start

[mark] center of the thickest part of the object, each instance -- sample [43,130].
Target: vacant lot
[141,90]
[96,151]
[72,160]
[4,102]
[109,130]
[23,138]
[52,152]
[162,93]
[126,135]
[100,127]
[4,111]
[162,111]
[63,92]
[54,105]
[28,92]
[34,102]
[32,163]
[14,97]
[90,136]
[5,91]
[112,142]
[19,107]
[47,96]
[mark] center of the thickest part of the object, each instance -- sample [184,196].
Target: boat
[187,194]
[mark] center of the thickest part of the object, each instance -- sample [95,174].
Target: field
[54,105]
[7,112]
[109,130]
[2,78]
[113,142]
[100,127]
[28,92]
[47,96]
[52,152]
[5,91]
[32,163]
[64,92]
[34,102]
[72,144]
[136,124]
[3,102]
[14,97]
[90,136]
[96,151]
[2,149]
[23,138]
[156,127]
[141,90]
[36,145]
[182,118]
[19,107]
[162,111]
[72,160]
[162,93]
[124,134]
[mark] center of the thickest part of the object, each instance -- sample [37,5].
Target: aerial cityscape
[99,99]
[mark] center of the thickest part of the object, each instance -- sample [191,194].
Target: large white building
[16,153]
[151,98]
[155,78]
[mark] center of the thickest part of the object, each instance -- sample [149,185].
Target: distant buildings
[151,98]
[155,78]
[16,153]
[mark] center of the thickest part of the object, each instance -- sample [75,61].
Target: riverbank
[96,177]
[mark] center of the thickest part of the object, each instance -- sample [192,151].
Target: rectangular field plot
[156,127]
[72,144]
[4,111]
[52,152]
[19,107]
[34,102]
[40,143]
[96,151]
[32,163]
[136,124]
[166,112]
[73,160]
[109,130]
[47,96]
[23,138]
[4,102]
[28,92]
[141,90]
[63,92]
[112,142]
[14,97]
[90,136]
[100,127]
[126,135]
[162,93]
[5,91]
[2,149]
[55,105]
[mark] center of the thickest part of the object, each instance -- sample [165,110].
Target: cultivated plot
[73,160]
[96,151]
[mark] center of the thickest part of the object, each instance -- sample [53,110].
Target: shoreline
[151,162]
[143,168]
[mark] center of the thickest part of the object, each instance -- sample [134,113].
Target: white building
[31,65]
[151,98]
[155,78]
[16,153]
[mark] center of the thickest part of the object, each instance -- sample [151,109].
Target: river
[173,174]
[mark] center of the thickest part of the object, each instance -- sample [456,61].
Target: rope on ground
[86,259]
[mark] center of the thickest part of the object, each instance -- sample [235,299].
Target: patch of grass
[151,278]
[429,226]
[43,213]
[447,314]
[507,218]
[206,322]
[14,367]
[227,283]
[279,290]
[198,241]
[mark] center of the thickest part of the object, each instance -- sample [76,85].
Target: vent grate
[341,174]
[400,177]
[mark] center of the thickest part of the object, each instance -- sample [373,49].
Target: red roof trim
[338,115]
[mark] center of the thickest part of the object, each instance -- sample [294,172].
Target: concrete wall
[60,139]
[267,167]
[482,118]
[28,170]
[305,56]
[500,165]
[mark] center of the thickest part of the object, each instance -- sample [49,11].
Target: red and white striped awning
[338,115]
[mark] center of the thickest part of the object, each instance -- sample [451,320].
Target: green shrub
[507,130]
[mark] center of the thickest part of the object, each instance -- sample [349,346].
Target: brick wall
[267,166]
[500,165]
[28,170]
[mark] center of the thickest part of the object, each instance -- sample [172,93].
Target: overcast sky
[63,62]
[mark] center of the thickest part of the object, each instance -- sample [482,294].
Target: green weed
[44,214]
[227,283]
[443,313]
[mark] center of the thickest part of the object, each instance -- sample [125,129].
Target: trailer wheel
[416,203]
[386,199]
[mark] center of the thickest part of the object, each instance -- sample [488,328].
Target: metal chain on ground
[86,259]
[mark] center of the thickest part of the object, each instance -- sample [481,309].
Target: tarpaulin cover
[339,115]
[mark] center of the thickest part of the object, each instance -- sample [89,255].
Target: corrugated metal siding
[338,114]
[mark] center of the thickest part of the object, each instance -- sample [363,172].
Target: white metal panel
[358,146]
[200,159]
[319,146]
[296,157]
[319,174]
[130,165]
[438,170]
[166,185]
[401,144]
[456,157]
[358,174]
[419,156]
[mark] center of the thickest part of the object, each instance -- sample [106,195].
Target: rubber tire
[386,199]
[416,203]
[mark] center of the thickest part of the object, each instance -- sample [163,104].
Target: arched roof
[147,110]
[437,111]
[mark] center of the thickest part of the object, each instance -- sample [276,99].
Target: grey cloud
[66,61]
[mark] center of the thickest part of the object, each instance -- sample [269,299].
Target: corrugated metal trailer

end

- _What is required_:
Make a verbatim copy of every entry shown above.

- _Answer to this problem_:
[mark] center of the thickest part of the object, each instance -- sample [43,130].
Target: vacant lot
[141,90]
[96,151]
[72,160]
[4,102]
[109,130]
[23,138]
[52,152]
[162,93]
[126,135]
[100,127]
[4,111]
[162,111]
[63,92]
[54,105]
[28,92]
[34,102]
[32,163]
[14,97]
[90,136]
[5,91]
[112,142]
[19,107]
[47,96]
[mark] center of the thickest part of the object, each instance -- sample [184,196].
Target: boat
[187,194]
[mark] center of the thickest part of the object, each instance -- sample [95,174].
Target: field
[54,105]
[7,112]
[109,130]
[2,78]
[113,142]
[100,127]
[28,92]
[47,96]
[52,152]
[5,91]
[32,163]
[64,92]
[34,102]
[72,144]
[136,124]
[3,102]
[14,97]
[90,136]
[96,151]
[2,149]
[23,138]
[156,127]
[141,90]
[36,145]
[182,118]
[19,107]
[162,111]
[72,160]
[162,93]
[124,134]
[mark] center of the thickest part of the object, each instance -- sample [37,5].
Target: aerial cityscape
[99,99]
[mark] center of the thickest part of the object, each instance -- sample [191,194].
Target: large white building
[16,153]
[151,98]
[155,78]
[mark] center of the thickest part of the object, each instance -- sample [149,185].
Target: distant buildings
[151,98]
[155,78]
[16,153]
[mark] center of the thickest part of the object, each instance -- sample [75,61].
Target: riverbank
[96,177]
[mark] center of the thickest part of the object, each instance -- sample [192,151].
Target: rectangular field plot
[156,127]
[72,144]
[4,111]
[52,152]
[19,107]
[34,102]
[40,143]
[96,151]
[32,163]
[136,124]
[166,112]
[73,160]
[109,130]
[47,96]
[23,138]
[4,102]
[28,92]
[141,90]
[63,92]
[112,142]
[14,97]
[90,136]
[100,127]
[126,135]
[162,93]
[5,91]
[2,149]
[55,105]
[mark] center of the thickest part of the object, each instance -- sample [165,110].
Target: cultivated plot
[73,160]
[96,151]
[mark] center of the thickest part of the object, each instance -- sample [53,110].
Target: shoreline
[151,162]
[143,168]
[mark] center of the thickest part of the object, each instance -- sample [134,113].
Target: white building
[31,65]
[151,98]
[155,78]
[16,153]
[mark] center of the thickest part of the object, each instance -- sample [151,109].
Target: river
[173,174]
[mark] center of the thickest part of the object, each instance -- sample [456,61].
Target: rope on ground
[86,259]
[mark] center of the thickest part of the object, each instance -- sample [235,299].
Target: patch of grass
[151,278]
[429,226]
[43,213]
[447,314]
[507,218]
[206,322]
[14,367]
[227,283]
[279,290]
[198,241]
[mark] center of the thickest part of the object, each instance -- sample [76,85].
Target: vent grate
[341,174]
[400,177]
[mark] center of the thickest part of the object, each instance -- sample [373,49].
Target: red roof trim
[338,115]
[mark] center of the thickest part of the object, each instance -- sample [294,172].
Target: concrete wall
[60,139]
[267,167]
[482,118]
[28,170]
[305,56]
[500,165]
[mark] center of the thickest part of the object, each instance -- sample [49,11].
Target: red and white striped awning
[338,115]
[mark] center of the thickest part of the object, each instance -- sample [451,320].
Target: green shrub
[507,130]
[mark] center of the thickest part of the object, each instance -- sample [349,346].
Target: brick wall
[267,166]
[500,165]
[28,170]
[mark] center of the thickest part of the object, each instance -- sample [172,93].
Target: overcast sky
[63,62]
[mark] center of the thickest part of the object, each instance -- sample [482,294].
Target: green weed
[44,214]
[227,283]
[443,313]
[mark] center of the thickest part of the object, each instance -- sample [125,129].
Target: trailer wheel
[416,203]
[386,199]
[mark] center of the thickest part of the object, each instance -- sample [488,328].
Target: metal chain on ground
[86,259]
[mark] center of the thickest part of the object, each instance -- sample [481,309].
Target: tarpaulin cover
[339,115]
[mark] center of the thickest part of the object, each instance -- sample [89,255].
Target: corrugated metal siding
[338,114]
[mark] center of the thickest part of the object, each instance -- sample [363,172].
Target: white metal panel
[358,146]
[200,159]
[319,146]
[296,157]
[319,174]
[130,165]
[438,170]
[166,185]
[401,144]
[456,157]
[358,174]
[419,156]
[mark] center of the thickest part of the object, each instance -- sample [106,195].
Target: rubber tire
[386,199]
[416,203]
[mark] center of the thickest part of the object, each instance -- sample [163,104].
Target: arched roof
[147,110]
[437,111]
[mark] center of the thickest part of the object, each instance -- sample [276,99].
Target: grey cloud
[66,61]
[mark] center of the thickest part of the object, each instance -- sample [269,299].
Target: corrugated metal trailer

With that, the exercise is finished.